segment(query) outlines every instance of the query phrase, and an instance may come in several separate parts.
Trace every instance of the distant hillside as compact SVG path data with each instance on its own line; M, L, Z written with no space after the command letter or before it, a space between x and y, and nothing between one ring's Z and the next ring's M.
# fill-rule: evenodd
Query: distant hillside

---

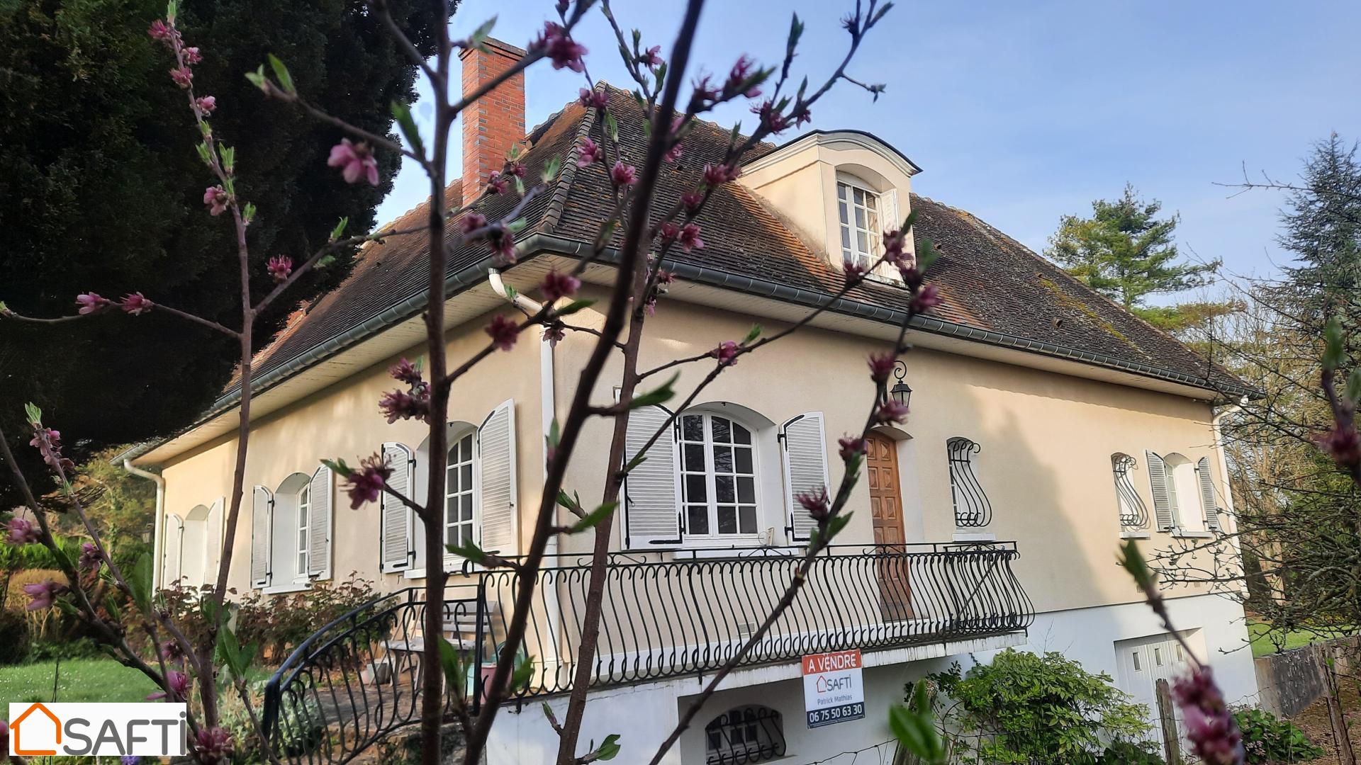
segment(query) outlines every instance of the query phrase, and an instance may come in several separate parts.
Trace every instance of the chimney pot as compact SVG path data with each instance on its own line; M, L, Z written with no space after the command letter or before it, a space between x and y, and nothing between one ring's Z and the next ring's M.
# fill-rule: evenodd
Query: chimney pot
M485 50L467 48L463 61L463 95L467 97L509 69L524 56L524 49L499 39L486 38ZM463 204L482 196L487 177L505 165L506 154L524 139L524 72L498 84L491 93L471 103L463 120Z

> **WHAT THE EXERCISE ASKS**
Pull out each line of the entries above that contains the word "chimney" and copy it in full.

> **RIGHT ANSWER**
Trace every instance of the chimney pot as compact SVG path data with each instance on its own line; M, L, Z written with no space after the command letter or before it, a space between x and y, and nothing between one ring's Z and the next ring's M.
Query: chimney pot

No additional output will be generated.